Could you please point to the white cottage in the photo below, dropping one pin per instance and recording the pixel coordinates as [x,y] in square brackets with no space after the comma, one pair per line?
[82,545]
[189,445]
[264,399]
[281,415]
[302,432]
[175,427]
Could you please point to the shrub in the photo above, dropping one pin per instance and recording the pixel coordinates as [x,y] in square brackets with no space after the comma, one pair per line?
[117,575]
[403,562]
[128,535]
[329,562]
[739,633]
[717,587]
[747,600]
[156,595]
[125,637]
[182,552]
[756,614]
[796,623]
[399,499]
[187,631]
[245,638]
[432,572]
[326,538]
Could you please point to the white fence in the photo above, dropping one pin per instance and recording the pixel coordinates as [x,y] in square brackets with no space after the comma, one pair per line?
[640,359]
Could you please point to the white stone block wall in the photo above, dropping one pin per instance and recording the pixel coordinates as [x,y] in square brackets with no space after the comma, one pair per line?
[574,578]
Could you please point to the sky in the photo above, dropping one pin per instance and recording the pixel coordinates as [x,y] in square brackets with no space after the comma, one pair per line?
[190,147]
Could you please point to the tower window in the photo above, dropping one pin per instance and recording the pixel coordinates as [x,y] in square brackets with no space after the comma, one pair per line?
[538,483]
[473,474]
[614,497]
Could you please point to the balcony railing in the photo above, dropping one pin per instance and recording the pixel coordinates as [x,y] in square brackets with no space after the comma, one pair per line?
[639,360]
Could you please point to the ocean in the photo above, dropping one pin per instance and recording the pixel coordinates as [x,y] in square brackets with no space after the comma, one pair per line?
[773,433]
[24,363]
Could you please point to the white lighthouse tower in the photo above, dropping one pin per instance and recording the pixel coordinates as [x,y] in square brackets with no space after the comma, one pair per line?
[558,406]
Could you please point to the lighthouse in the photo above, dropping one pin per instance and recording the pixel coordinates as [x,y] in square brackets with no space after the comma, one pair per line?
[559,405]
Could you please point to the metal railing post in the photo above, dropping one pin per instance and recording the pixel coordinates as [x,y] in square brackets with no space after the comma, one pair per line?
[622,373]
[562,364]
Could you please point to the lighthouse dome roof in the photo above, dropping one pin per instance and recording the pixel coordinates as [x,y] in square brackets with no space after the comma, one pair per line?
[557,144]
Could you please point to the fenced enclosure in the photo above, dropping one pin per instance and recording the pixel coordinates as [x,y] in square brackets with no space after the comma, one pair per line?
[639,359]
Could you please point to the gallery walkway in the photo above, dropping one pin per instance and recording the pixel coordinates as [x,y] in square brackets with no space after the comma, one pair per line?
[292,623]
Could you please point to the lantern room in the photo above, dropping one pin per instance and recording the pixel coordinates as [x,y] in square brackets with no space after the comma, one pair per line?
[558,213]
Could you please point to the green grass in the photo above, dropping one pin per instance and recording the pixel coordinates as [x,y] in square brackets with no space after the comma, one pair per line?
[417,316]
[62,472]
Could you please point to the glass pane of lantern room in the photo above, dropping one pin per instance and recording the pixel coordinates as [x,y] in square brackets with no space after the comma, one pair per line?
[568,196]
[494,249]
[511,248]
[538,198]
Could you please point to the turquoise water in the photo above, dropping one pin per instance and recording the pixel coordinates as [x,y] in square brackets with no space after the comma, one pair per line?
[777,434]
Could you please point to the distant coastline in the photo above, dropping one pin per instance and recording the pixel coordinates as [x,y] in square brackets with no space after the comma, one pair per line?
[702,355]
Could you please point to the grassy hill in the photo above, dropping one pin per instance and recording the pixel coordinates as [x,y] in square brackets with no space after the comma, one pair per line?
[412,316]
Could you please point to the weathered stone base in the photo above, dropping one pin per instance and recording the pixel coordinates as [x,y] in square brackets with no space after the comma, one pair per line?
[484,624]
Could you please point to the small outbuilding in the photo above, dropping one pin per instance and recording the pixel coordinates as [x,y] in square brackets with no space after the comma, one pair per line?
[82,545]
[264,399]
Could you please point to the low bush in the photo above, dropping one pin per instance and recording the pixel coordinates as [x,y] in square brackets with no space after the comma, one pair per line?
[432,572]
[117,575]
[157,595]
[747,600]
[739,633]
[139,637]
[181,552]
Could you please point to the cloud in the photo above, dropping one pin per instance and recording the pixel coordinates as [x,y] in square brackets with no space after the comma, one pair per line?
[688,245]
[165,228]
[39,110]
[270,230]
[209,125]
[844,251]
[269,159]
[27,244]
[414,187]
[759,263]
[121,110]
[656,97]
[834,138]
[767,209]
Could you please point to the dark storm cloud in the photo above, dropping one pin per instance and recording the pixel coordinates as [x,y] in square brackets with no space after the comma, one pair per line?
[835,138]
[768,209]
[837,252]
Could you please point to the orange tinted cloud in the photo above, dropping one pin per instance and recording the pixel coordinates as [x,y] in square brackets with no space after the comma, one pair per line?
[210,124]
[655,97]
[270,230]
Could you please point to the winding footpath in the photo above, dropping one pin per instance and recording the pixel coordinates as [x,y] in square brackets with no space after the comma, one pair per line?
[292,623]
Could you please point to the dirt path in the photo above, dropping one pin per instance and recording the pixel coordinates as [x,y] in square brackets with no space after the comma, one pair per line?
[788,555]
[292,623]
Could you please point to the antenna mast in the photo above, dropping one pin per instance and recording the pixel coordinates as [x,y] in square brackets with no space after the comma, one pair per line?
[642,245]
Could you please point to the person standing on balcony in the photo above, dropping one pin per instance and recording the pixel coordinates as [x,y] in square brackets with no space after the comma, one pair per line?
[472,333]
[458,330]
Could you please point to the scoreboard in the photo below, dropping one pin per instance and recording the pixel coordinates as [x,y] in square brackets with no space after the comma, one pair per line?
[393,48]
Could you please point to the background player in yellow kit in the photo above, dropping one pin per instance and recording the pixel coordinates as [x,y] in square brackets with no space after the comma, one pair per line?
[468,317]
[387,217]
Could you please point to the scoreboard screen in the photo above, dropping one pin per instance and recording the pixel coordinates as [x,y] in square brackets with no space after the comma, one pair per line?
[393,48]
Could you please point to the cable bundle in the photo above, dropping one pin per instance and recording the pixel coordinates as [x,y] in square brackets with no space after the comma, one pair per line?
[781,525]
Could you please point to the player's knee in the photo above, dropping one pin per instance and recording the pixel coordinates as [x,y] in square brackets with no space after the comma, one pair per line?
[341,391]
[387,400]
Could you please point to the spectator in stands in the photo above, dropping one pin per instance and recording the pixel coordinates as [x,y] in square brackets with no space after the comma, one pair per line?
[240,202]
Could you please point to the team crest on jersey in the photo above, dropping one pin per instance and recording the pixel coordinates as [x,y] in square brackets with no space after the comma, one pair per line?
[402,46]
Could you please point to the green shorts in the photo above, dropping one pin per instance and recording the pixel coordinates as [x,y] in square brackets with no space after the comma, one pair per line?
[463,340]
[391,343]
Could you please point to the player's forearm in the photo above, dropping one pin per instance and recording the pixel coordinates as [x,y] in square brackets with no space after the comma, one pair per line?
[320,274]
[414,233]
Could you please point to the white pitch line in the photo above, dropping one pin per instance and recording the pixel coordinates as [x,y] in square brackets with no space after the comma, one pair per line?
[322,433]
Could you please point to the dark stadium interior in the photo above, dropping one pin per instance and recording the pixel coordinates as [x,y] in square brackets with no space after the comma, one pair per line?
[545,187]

· · · ·

STATED TASK
Copy the lines word for word, starting at the line that contains "Could you please point to the scoreboard screen" and ending at the last line of the records.

CORRECT RESULT
Could you please point to the scoreboard screen in the photo above, dropping one pin per instance and recording the pixel coordinates as [x,y] in square brackets with no space after the comma, one pair per line?
[393,48]
Could you please point to the cable bundle in the photo above, dropping one pin per instance and recording the pixel coordinates as [x,y] in square brackets with no space after the comma, one pair per line?
[781,525]
Could you please point to the player's knee in the photo above, dropping one pin per instance and recording the pixel coordinates as [x,y] in square brackets with no space after the comma, one pair per line?
[341,391]
[387,400]
Could you please point to the spectator in stands in the photo above, dropping one pin per instance and recording the pixel coordinates as [x,y] in square brackets with no space after the comma, one pair per line?
[240,202]
Could you please point to the team crest on jersey in the photo above, dropping one pin per instance and recording the pixel coordinates as [x,y] in square brackets with no space after the comma, one pair per line?
[402,46]
Could you please point to the green shorts in the photo above, dropping one pin per instance and recording the pixel coordinates as [x,y] in square brackets with no space after the comma, one pair per line?
[463,340]
[391,343]
Could you please point to the player's forearm in the photo above, dropping one pin per instance and recording the pixel coordinates as [x,y] in square brackets with no space after the comma, one pair per line?
[320,274]
[414,233]
Could you please point to the white pitch line in the photo above, dropping one pin per instance and recording the pixel coordinates as [x,y] in square brackets with no space after the comma, one pair per line?
[322,433]
Could you please point to the dark stadium interior in the photo above, dropping one pin per instance and recording the pixel coordinates as [x,y] in square brackets with no space after the comma, one pair per line?
[545,187]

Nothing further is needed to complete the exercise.